[What you will do]: Continue the piece on Harvey Weinstein's plea for emergency dental care from the point where it stops.

[Source document]:
Disgraced mega-producer and convicted rapist Harvey Weinstein's health has dwindled in recent years, at least according to himself and his lawyers — the former film exec, who now uses a wheelchair, is said to be losing his vision and has complained of a number of dental ailments as well. And now, as Weinstein awaits a slew of upcoming court proceedings, he's allegedly begging the court to release him for emergency dental care.
"This situation is an emergency," Weinstein told the court on Wednesday, according to the New York Post. "I will pay for the dentist… it will be one trip and one trip only."
"I'm in pain every day. I have cavities and I can't eat because I'm missing teeth," he continued, adding that the prison has given him two choices: have his teeth pulled and not replaced, or suffer from grueling tooth pain and any side effects that come with it.
We'll preface this by saying that yes, Weinstein is clearly a monster. Objectively so. He's already serving a 23-year sentence for three sex crime convictions, and is currently in pre-trial for 11 additional rape and assault accusations. If for some reason you were to make a list of People Who Deserve Teeth More Than Others, we're sure that Weinstein wouldn't be high up there.
That being said, this isn't a question of whether certain individuals deserve teeth or not. That's a wildly dangerous thing to ask, and something that no one should be asking. American law states that those in prison have a right to necessary medical, dental, and mental health services, and pulling someone's rotten teeth out and calling it a day — or leaving decaying teeth to painfully rot — sounds like far from adequate healthcare. Thus Weinstein's ordeal, terrible as the man is, calls the broader issue of the prison healthcare system into question.
"Inmates actually are very high users of medical services," Nicholas Scharff, a corrections physician, told a public radio station called WHYY back in 2021. "They have had a lot of physical trauma. So they've got a lot of orthopedic problems, a lot of chronic pain. They have a lot of psychological trauma. And they have a real burden of other diseases, at least commensurate with the general population."

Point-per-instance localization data
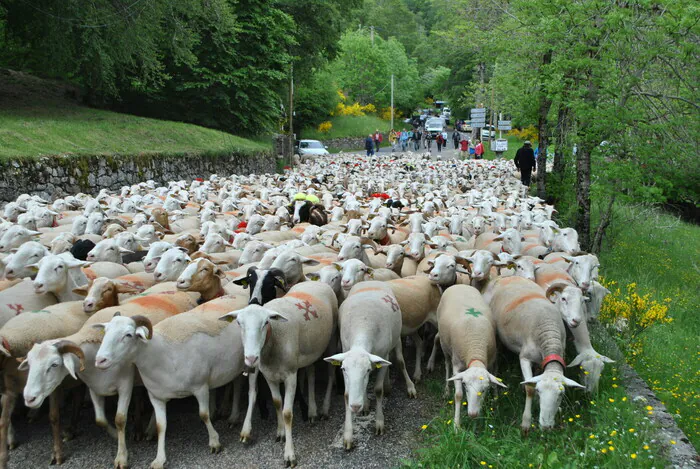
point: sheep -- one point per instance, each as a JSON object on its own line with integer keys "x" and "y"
{"x": 370, "y": 329}
{"x": 418, "y": 299}
{"x": 285, "y": 335}
{"x": 468, "y": 340}
{"x": 355, "y": 271}
{"x": 171, "y": 264}
{"x": 15, "y": 236}
{"x": 530, "y": 325}
{"x": 60, "y": 274}
{"x": 16, "y": 264}
{"x": 17, "y": 337}
{"x": 44, "y": 378}
{"x": 163, "y": 354}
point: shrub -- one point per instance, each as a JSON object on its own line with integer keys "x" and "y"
{"x": 628, "y": 314}
{"x": 325, "y": 127}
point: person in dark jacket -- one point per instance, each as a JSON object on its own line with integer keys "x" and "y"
{"x": 369, "y": 145}
{"x": 525, "y": 162}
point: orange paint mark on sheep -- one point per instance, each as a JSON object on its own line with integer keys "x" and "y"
{"x": 522, "y": 300}
{"x": 156, "y": 302}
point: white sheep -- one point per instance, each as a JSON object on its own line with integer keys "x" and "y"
{"x": 468, "y": 340}
{"x": 370, "y": 329}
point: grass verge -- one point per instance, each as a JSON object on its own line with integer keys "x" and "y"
{"x": 660, "y": 255}
{"x": 54, "y": 129}
{"x": 350, "y": 126}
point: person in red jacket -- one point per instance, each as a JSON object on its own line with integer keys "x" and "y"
{"x": 464, "y": 147}
{"x": 479, "y": 150}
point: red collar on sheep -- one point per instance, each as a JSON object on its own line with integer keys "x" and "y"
{"x": 553, "y": 358}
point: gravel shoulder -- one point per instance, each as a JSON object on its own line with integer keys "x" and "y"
{"x": 318, "y": 445}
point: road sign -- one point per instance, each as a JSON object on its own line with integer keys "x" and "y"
{"x": 499, "y": 145}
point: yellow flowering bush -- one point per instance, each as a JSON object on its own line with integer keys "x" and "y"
{"x": 630, "y": 314}
{"x": 528, "y": 133}
{"x": 325, "y": 127}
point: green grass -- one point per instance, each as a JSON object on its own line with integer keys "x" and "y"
{"x": 662, "y": 255}
{"x": 351, "y": 126}
{"x": 495, "y": 437}
{"x": 59, "y": 128}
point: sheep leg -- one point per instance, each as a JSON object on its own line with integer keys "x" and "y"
{"x": 290, "y": 387}
{"x": 120, "y": 462}
{"x": 347, "y": 429}
{"x": 277, "y": 402}
{"x": 161, "y": 425}
{"x": 325, "y": 410}
{"x": 433, "y": 353}
{"x": 8, "y": 403}
{"x": 98, "y": 402}
{"x": 457, "y": 398}
{"x": 55, "y": 421}
{"x": 252, "y": 396}
{"x": 78, "y": 395}
{"x": 203, "y": 398}
{"x": 398, "y": 351}
{"x": 235, "y": 390}
{"x": 311, "y": 384}
{"x": 418, "y": 342}
{"x": 526, "y": 369}
{"x": 379, "y": 394}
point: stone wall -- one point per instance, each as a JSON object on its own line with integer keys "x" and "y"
{"x": 57, "y": 176}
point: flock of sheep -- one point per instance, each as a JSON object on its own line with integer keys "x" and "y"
{"x": 197, "y": 285}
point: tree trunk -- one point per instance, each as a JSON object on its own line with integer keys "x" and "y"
{"x": 583, "y": 195}
{"x": 605, "y": 220}
{"x": 560, "y": 141}
{"x": 543, "y": 135}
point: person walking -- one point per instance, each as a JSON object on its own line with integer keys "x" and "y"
{"x": 369, "y": 145}
{"x": 392, "y": 139}
{"x": 417, "y": 135}
{"x": 479, "y": 150}
{"x": 455, "y": 138}
{"x": 525, "y": 162}
{"x": 464, "y": 148}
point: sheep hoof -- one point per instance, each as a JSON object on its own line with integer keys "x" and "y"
{"x": 56, "y": 459}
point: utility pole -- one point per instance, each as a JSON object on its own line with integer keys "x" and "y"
{"x": 291, "y": 115}
{"x": 491, "y": 115}
{"x": 392, "y": 101}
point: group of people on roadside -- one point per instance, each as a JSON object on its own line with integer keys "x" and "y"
{"x": 525, "y": 159}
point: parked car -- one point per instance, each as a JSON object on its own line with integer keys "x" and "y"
{"x": 310, "y": 148}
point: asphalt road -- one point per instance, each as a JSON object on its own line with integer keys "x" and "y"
{"x": 318, "y": 445}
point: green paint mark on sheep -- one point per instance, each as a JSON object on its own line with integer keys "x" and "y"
{"x": 473, "y": 312}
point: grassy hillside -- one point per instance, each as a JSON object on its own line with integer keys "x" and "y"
{"x": 36, "y": 119}
{"x": 351, "y": 126}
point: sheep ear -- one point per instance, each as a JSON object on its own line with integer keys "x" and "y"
{"x": 496, "y": 381}
{"x": 336, "y": 359}
{"x": 534, "y": 380}
{"x": 69, "y": 363}
{"x": 378, "y": 362}
{"x": 83, "y": 290}
{"x": 571, "y": 383}
{"x": 229, "y": 317}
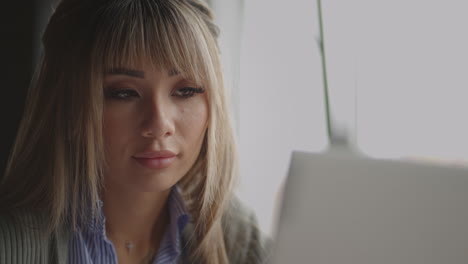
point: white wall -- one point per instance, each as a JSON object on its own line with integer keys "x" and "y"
{"x": 281, "y": 98}
{"x": 405, "y": 63}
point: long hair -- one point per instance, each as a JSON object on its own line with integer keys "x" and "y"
{"x": 56, "y": 164}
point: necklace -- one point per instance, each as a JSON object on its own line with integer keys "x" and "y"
{"x": 149, "y": 256}
{"x": 129, "y": 245}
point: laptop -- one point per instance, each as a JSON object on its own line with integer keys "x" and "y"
{"x": 346, "y": 209}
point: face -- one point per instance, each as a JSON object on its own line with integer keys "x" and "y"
{"x": 154, "y": 124}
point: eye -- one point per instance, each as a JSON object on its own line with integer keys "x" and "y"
{"x": 186, "y": 92}
{"x": 121, "y": 94}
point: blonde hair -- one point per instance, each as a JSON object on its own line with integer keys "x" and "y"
{"x": 57, "y": 159}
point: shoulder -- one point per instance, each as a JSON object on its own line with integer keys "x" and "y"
{"x": 244, "y": 240}
{"x": 23, "y": 240}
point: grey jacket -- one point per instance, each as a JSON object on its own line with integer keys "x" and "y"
{"x": 21, "y": 241}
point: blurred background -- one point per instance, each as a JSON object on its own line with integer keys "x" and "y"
{"x": 396, "y": 73}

[Output for this task]:
Scharff has a point. Afflictions like addiction and mental illness are often the reason why people are imprisoned in the first place, and as of 2021, over 40 percent of incarcerated people suffered from chronic illness. The American inmate population — the largest prison population in the world, by an absolute landslide — is also disproportionately black, brown, and poor, which are all factors that play a major role in health outcomes.
And it's often difficult for people there to obtain the services they need — a reality that the COVID-19 pandemic so painfully illustrated. Studies have revealed a deep mistrust between prisoners and corrections staff, while other investigations have argued that there's a lack of care, training, and proper resource allocation from the top down.
"What I would do to nurse myself back to health, was just drink the water from the sink in my cell," Adnan Khan, the founder of Re:Store Justice, told the station in the same story. "Because I already knew that the help that I needed [would] not be able to provide for me."
Again, this isn't a sympathy case for Harvey Weinstein. Terrible guy. But his dental ordeal — and the pleas he's made for proper care — are emblematic of an issue much bigger than him. At the end of the day, access to medical and dental care are human rights. And when we start asking questions about who deserves teeth and who doesn't, it can lead us down a dangerous road.